* Work to complete
Leave out the pictures; transcribe all else exactly.

* Records for this exercise
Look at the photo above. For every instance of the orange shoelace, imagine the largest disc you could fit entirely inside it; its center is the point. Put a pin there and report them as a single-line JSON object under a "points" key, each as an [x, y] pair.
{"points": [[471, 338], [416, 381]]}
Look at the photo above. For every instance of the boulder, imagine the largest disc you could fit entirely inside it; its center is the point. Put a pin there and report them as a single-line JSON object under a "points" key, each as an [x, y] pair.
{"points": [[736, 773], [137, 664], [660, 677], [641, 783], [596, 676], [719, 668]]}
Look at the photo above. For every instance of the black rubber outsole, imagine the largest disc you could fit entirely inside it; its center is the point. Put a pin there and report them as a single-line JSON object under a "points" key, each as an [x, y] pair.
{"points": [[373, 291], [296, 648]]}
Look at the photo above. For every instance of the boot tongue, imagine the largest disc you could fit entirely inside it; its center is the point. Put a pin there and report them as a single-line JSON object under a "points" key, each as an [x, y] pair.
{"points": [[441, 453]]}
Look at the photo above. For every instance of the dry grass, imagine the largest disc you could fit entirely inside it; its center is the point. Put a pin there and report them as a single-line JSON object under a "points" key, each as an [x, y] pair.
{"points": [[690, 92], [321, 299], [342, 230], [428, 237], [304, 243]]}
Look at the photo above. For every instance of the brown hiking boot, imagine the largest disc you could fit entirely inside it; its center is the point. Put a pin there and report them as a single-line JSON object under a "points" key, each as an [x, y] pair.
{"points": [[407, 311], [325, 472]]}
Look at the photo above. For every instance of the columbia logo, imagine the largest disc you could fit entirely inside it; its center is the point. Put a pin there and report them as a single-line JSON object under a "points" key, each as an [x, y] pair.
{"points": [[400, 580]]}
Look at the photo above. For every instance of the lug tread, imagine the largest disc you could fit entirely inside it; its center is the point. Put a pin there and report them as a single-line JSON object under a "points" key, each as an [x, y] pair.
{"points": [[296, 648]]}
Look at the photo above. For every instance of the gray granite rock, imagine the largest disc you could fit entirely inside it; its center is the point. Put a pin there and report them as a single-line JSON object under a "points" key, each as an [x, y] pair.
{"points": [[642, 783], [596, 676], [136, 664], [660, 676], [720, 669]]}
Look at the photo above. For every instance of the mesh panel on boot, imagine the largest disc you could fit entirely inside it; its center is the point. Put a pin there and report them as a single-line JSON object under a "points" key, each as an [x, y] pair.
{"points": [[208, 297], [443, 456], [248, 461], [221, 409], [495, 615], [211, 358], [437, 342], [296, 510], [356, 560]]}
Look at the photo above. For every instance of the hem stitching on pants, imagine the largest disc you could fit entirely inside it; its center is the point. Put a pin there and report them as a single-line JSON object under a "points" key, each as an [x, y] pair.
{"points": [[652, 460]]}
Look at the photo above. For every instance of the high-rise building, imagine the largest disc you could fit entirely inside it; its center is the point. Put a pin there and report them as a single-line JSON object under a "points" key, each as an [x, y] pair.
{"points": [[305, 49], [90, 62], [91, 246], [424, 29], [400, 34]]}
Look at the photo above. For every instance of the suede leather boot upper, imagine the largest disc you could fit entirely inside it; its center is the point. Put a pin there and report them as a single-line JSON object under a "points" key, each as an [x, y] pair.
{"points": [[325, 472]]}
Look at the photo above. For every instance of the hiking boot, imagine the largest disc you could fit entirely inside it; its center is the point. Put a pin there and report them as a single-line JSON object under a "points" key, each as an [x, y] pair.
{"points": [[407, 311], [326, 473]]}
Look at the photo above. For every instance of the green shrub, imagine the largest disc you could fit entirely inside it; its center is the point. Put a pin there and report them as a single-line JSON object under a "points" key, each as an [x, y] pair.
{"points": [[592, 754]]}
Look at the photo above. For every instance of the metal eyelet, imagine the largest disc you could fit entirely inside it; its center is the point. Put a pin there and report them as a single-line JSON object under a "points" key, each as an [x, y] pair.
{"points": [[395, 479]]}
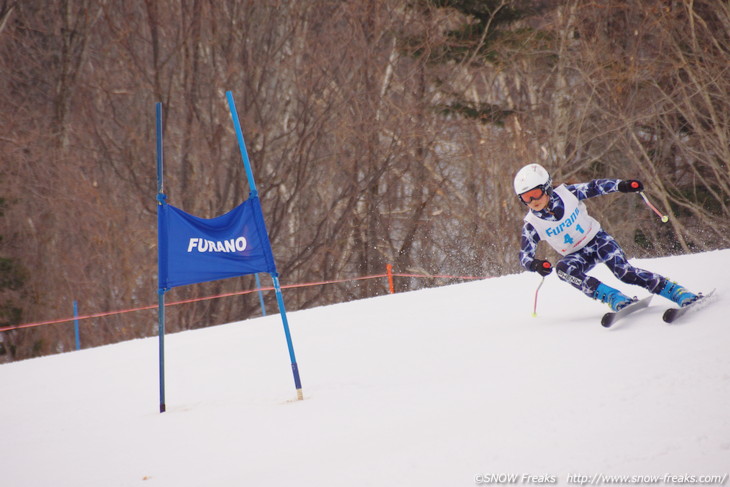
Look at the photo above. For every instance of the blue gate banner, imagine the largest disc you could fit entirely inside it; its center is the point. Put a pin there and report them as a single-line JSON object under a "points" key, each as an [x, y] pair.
{"points": [[194, 250]]}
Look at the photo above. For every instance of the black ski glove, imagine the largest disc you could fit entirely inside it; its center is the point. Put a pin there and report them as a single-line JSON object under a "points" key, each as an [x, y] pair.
{"points": [[542, 267], [630, 186]]}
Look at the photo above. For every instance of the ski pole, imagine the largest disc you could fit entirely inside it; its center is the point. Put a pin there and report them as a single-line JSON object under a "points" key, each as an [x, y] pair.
{"points": [[664, 218], [534, 307]]}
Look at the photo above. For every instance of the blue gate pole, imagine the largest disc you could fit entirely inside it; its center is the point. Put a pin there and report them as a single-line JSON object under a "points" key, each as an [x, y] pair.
{"points": [[160, 288], [77, 336], [274, 276], [261, 295], [161, 336], [249, 173], [285, 321]]}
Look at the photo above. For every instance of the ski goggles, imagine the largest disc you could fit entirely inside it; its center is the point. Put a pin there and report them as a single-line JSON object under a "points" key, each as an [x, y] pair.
{"points": [[532, 195]]}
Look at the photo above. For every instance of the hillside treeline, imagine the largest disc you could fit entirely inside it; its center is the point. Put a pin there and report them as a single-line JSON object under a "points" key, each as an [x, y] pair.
{"points": [[379, 132]]}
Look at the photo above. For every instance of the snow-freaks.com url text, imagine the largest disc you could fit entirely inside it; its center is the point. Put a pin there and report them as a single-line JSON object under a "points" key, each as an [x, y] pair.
{"points": [[600, 479]]}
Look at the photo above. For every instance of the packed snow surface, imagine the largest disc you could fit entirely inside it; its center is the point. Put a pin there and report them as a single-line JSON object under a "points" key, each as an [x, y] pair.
{"points": [[451, 386]]}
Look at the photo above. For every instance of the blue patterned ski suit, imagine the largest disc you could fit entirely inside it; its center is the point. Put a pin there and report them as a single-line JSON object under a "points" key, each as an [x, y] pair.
{"points": [[572, 268]]}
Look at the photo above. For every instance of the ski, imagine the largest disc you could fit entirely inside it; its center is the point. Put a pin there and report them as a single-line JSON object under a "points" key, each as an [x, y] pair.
{"points": [[672, 314], [610, 318]]}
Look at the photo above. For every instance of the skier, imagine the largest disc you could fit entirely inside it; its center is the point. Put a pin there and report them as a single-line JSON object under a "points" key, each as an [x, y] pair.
{"points": [[558, 216]]}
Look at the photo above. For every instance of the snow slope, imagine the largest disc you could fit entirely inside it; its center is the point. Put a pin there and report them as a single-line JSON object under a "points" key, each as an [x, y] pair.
{"points": [[428, 388]]}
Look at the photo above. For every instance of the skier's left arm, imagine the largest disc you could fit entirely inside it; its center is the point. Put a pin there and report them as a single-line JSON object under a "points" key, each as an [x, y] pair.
{"points": [[599, 187]]}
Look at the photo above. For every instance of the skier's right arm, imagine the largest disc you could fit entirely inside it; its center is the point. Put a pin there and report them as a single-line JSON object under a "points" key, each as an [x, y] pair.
{"points": [[528, 245]]}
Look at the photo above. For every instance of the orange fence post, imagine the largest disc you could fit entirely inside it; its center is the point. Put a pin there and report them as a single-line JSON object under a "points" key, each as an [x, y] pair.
{"points": [[389, 271]]}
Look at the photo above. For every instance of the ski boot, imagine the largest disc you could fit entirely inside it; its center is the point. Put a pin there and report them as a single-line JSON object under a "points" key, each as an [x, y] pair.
{"points": [[677, 293], [615, 299]]}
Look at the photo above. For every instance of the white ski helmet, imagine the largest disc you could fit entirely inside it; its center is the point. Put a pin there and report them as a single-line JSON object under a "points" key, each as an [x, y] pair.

* Task answer
Look at the photo above. For every instance of the orange shoelace, imagine the largest disc you could fit entirely inside it; its center is the point. Put a pin there and report them as a single-line JSON object under a "points" key, each as an [x, y] pair.
{"points": [[471, 338], [416, 381]]}
Look at the photo above. For every instance of the boulder, imagine the largest disc you could fit entirely inside it; its center is the point. Put a pin there and report them as a single-line JSON object under a "points" key, each as an [x, y] pair.
{"points": [[736, 773], [137, 664], [660, 677], [641, 783], [596, 676], [719, 668]]}
Look at the photo above. For every instance of the black rubber outsole, imagine the largest disc you could fit entirely inside it; its center is the point. Put a pin there and report them as a single-line JSON object under a "points" key, each as an [x, y] pair.
{"points": [[373, 291], [296, 648]]}
Look at the photo above. For every instance of the boot tongue, imagine the largest disc you could fit entirely inside it; its center is the point. Put a pin there and report them as a single-line JSON object under a "points" key, each as an [x, y] pair.
{"points": [[441, 453]]}
Look at the photo above. For every instance of the dry grass, imagine the largest disc you could fit entirely inside it; its center is the point. Put a pin there and report them as a single-line JSON object under a "points" key, each as an [x, y] pair.
{"points": [[690, 92], [321, 299], [342, 230], [428, 237], [304, 243]]}
Look at the photo above. For every instance of the brown hiking boot, imagine the largest disc you could fit entirely inside it; its center is the point. Put a pin there and report them as a single-line JSON object under a "points" key, each as an [x, y] pair.
{"points": [[407, 311], [325, 472]]}
Look at the photo above. For every instance of the columbia logo, imagine the largest disc you could fit entirely inside it; its center is the point. Put a pin there and report them as a single-line JSON object under a "points" key, each as an [x, y] pair.
{"points": [[400, 580]]}
Look at the photo above. For every instance of the lug tread, imagine the largest disc you could fit entirely inside it; its center is the point. Put a pin there and report them as a single-line JSON object under a "points" key, each as an [x, y] pair.
{"points": [[296, 648]]}
Look at the photo above. For every instance of the gray granite rock, imagine the largest disc you could fit entirely inside it; its center is the point. Put a pin there and report them as a single-line JSON object under a "points" key, each as an [x, y] pair.
{"points": [[642, 783], [596, 676], [136, 664], [660, 676], [720, 669]]}
Look at the photo above. For every instance of the mesh panel on boot, imagine the largest disc you could fit entirely inside it; its center is the point. Put a pin there and report them as a single-line JSON object under a "points" key, each as an [x, y] pair.
{"points": [[208, 297], [443, 456], [248, 461], [221, 409], [495, 615], [211, 358], [437, 342], [296, 510], [356, 560]]}
Look at the photo above. For every instance of the hem stitching on pants, imagine the largest disc you could fit entirely inside it; its center is the point. Put a pin there and report them as a single-line JSON object under a "points" key, each as an [x, y] pair.
{"points": [[652, 460]]}
Look at the photo above. For every instance of the high-rise building, imagine the largest disc you could fit entirely inside it; its center is the point. Put a pin there and report them as a single-line JSON object under a "points" key, each as an [x, y] pair.
{"points": [[305, 49], [90, 62], [91, 246], [424, 29], [400, 34]]}
Look at the photo above. For every instance of the suede leather boot upper, imagine the largest disc you could fit entirely inside it; its center is the point. Put a pin there and report them as a single-line JSON object under a "points" key, each as an [x, y] pair.
{"points": [[325, 472]]}
Look at the photo above. For every instance of the hiking boot, imagine the largest disc you could fit entirely inside it; its center is the point. Put a pin there and report them as a single-line JSON object under a "points" key, each as an [x, y] pair.
{"points": [[407, 311], [326, 473]]}
Look at the photo above. For every instance of the green shrub, imagine the largest disc you could fit entirely inside it; its center is the point. Put a pin there and report them as a single-line JSON object under a "points" key, each as an [x, y] pair.
{"points": [[592, 754]]}
Look at the photo above. For every instance of the metal eyelet, imagine the largest disc you could fit entirely inside it; its center is the point. Put a pin there and report them as a single-line JSON object under a "points" key, each as an [x, y] pair.
{"points": [[395, 479]]}
Look at the photo above. For every instance of the blue gate banner, imagine the largest disc you could fit entirely inside it; its center is the point. Put a pin there and report them as a single-line JSON object under a "points" key, each as an [x, y] pair.
{"points": [[194, 250]]}
Look at the photo above. For every instance of the black ski glove, imagine the largest disc you could fit entirely inside it; its center is the point. Put a pin there and report them as a single-line JSON object under a "points" key, each as an [x, y] pair.
{"points": [[542, 267], [630, 186]]}
Look at the photo above. For every instance of the ski pole, imagine the largest disc you could fit entirely inside it; its center is the point. Put a pin there and report them as a single-line JSON object under a "points" key, each as an [x, y] pair.
{"points": [[664, 218], [534, 307]]}
Look at the photo above. For every instance of the blue gate pole, imagine the largest disc you could fit entirely inside it; its center is the point. Put a pin there and report them as a single-line JSON object under a "points" key, each as an [x, y] pair.
{"points": [[160, 288], [77, 336], [274, 276], [261, 295], [161, 336], [249, 173], [285, 321]]}
Look at the photo above. For every instance of the ski goggles, imagine the largest disc you could fit entirely inside it; its center is the point. Put a pin there and report them as a single-line JSON object under a "points" key, each as an [x, y] pair.
{"points": [[532, 195]]}
Look at the photo above. For every instance of the hillside treeline, imagine the largest disc you could fit entirely inside it; its center is the point. Put a pin there and report them as a single-line JSON object under a "points" key, each as an [x, y] pair.
{"points": [[379, 132]]}
Look at the photo above. For every instance of the snow-freaks.com url text, imagine the largest disc you could fit entirely inside it; its center is the point. Put a pin there and report them as a single-line JSON object under a "points" key, each as an [x, y] pair.
{"points": [[600, 479]]}
Look at the photo above. For every instance of the packed snow surface, imagine the largest disc you could fit entirely inside it; its center is the point. Put a pin there and report them as a single-line JSON object under a "points" key, each as an [x, y] pair.
{"points": [[451, 386]]}
Look at the photo above. For every instance of the blue patterned ski suit, imagine the largest disc you could fit entirely inside it; its center is the point. Put a pin there and report them as a single-line JSON object under a "points" key, each as an [x, y] pair.
{"points": [[572, 268]]}
Look at the photo above. For every instance of the ski, imagine the largest disc you could fit entirely inside it; its center is the point. Put a pin there and report them as a single-line JSON object under a "points" key, each as an [x, y] pair.
{"points": [[672, 314], [610, 318]]}
Look at the photo above. For every instance of the skier, imagine the largest disc you could fit entirely inside it; its center is the point. Put a pin there and report them as a single-line JSON object under a "points" key, each as an [x, y] pair.
{"points": [[558, 216]]}
Look at the photo above. For every instance of the snow slope, imagine the largest disc you could fit entirely inside it; its center is the point. Put a pin there and report them as a single-line JSON object under a "points" key, each as an [x, y] pair.
{"points": [[428, 388]]}
Look at the photo above. For every instance of the skier's left arm, imagine the largest disc you could fit entirely inside it; its center is the point. Put a pin there and report them as a single-line JSON object under a "points" key, each as an [x, y] pair.
{"points": [[599, 187]]}
Look at the photo above. For every instance of the skier's right arm, imagine the largest disc you could fit entirely inside it; its center is the point. Put a pin there and report them as a single-line JSON object under a "points" key, each as an [x, y] pair.
{"points": [[528, 245]]}
Look at the photo above. For every instance of the orange fence post, imagine the largest disc you could fit entirely inside it; its center is the point. Put a pin there and report them as a single-line JSON object under a "points" key, each as an [x, y] pair.
{"points": [[389, 271]]}
Look at the photo above. For every instance of the ski boot, imagine the largest disc you could fit entirely inside it; its center is the point. Put a pin there and report them as a single-line JSON object under a "points" key, each as an [x, y] pair.
{"points": [[677, 293], [615, 299]]}
Look at the photo above. For every instance of the white ski helmet, imagine the largest disc you could fit entirely inside it; its center is the point. Put a pin there and report them as a single-line JSON object under a "points" key, each as an [x, y] pair.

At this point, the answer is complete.